# WHAT IS ASKED
Write out, word for word, the entries from the line containing "monitortecno, one line per instance." through the line containing "(1131, 406)", both lines included.

'''

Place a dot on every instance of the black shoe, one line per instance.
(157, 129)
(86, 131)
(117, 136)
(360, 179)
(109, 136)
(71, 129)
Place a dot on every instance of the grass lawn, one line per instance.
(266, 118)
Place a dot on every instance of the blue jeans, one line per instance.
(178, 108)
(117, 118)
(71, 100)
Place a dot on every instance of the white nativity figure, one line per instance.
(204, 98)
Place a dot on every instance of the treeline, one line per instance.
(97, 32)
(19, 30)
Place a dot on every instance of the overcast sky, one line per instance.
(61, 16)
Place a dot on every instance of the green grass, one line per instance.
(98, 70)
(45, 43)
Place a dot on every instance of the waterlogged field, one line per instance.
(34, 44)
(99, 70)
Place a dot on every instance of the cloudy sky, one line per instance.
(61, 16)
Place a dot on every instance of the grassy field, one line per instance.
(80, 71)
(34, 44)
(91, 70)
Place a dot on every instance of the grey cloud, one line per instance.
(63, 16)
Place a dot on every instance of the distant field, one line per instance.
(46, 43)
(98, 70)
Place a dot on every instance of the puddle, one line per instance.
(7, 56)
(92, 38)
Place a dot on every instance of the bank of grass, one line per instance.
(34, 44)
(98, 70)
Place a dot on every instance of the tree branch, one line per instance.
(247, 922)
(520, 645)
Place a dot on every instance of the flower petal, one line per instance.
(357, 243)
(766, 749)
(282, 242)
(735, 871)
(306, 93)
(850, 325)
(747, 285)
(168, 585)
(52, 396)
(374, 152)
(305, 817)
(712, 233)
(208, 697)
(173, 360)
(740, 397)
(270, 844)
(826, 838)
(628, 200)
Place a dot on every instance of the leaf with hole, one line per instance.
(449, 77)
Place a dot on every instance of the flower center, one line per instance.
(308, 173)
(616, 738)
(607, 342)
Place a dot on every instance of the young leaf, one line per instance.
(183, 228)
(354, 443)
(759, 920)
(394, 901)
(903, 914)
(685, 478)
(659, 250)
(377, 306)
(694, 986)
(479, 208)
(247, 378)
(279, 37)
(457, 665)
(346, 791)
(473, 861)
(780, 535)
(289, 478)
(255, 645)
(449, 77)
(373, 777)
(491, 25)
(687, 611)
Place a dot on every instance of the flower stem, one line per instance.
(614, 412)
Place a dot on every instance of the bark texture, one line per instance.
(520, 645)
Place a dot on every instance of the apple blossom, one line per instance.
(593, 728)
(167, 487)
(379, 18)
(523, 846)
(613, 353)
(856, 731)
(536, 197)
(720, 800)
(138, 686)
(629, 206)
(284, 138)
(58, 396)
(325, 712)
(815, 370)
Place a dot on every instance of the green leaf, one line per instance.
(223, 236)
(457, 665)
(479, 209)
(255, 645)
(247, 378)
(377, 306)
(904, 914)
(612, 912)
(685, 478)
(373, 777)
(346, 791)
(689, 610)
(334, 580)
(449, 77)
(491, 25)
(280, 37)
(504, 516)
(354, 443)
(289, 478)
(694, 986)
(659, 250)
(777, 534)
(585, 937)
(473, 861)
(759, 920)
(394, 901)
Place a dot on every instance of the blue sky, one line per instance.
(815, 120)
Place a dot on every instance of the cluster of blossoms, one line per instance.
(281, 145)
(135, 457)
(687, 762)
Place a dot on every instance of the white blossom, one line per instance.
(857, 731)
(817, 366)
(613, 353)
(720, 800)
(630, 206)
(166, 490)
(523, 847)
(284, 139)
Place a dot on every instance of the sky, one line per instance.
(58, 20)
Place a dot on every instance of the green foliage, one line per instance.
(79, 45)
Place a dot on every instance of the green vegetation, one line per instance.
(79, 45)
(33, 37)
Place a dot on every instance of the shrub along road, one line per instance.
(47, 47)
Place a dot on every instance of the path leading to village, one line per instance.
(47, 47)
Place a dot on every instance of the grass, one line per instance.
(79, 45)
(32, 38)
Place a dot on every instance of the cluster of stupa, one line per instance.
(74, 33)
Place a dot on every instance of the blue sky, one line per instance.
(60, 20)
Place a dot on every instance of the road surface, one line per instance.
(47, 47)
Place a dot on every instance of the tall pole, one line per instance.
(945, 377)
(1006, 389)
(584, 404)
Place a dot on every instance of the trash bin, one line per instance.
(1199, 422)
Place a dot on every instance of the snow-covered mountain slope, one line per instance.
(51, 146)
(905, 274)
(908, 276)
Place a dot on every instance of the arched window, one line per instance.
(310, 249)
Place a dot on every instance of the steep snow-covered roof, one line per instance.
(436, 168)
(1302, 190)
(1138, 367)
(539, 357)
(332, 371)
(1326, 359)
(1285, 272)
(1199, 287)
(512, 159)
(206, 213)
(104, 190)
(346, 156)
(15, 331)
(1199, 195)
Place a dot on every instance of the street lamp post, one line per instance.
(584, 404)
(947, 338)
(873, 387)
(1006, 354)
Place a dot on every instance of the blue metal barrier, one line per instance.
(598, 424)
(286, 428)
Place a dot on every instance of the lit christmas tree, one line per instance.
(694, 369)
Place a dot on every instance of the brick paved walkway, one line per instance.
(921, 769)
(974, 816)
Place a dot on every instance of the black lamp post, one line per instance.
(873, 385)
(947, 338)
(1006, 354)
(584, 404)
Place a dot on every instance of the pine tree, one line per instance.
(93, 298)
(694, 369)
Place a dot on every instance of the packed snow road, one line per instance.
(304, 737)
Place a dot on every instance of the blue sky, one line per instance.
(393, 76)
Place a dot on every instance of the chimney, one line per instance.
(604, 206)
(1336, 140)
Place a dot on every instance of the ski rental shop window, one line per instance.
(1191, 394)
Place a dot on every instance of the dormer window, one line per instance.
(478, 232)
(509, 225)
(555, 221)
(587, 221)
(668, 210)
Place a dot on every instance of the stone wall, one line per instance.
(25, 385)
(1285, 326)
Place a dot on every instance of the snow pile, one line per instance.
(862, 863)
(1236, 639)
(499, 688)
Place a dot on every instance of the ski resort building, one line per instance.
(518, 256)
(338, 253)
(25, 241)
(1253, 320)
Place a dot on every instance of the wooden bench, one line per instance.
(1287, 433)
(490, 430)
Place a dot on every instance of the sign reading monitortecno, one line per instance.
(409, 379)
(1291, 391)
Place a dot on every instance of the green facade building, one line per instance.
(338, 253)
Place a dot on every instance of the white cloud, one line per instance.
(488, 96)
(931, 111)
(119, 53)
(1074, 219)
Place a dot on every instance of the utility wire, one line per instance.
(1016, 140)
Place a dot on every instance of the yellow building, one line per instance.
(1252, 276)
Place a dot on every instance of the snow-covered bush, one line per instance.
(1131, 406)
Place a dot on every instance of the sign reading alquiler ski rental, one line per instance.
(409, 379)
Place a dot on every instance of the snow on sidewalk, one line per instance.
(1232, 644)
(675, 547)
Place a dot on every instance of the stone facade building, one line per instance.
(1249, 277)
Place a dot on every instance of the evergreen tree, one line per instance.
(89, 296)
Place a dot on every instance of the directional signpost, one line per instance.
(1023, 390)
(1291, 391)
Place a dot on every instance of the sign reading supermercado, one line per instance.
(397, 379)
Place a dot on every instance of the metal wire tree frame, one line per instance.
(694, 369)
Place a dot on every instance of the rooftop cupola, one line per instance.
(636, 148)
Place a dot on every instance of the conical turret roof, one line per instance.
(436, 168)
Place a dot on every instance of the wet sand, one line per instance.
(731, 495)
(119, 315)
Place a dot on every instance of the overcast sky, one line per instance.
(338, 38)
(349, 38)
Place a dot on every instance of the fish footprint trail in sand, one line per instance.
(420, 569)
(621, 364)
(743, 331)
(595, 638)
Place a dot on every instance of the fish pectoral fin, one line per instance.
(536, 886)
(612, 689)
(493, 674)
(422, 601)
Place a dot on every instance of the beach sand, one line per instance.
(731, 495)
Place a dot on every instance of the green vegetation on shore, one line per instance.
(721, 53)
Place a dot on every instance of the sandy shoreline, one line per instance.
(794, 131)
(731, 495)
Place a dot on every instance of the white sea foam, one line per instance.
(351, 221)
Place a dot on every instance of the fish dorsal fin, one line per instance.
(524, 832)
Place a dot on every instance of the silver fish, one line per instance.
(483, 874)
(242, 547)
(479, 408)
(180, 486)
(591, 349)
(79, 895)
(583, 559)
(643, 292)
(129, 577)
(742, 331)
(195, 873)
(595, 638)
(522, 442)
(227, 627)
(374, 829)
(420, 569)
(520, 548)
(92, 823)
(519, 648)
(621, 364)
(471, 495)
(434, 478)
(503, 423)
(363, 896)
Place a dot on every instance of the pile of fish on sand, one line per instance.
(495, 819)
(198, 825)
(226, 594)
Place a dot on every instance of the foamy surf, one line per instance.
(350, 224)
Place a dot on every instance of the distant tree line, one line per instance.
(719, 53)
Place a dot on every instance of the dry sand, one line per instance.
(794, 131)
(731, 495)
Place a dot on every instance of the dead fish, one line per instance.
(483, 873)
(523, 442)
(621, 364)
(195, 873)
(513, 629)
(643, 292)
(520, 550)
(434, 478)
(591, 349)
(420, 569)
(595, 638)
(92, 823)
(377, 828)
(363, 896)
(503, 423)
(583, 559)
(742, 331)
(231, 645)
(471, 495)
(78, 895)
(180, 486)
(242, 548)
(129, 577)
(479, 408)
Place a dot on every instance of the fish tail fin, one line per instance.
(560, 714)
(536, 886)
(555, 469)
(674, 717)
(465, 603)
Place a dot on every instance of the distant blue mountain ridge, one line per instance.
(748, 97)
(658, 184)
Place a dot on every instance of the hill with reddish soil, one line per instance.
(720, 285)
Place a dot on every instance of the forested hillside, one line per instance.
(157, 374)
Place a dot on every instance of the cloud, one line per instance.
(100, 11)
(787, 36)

'''

# EXERCISE SOLUTION
Place a dot on every instance of the sign reading monitortecno, one line per instance.
(409, 379)
(1291, 391)
Place a dot on every instance of the green facade building, one line per instance.
(338, 253)
Place a dot on every instance of the white cloud, one line per instance.
(488, 96)
(931, 111)
(119, 53)
(1074, 219)
Place a dot on every instance of the utility wire, one line per instance.
(1016, 140)
Place a dot on every instance of the yellow building, one line per instance.
(1252, 276)
Place a dot on every instance of the snow-covered bush, one line per instance.
(1131, 406)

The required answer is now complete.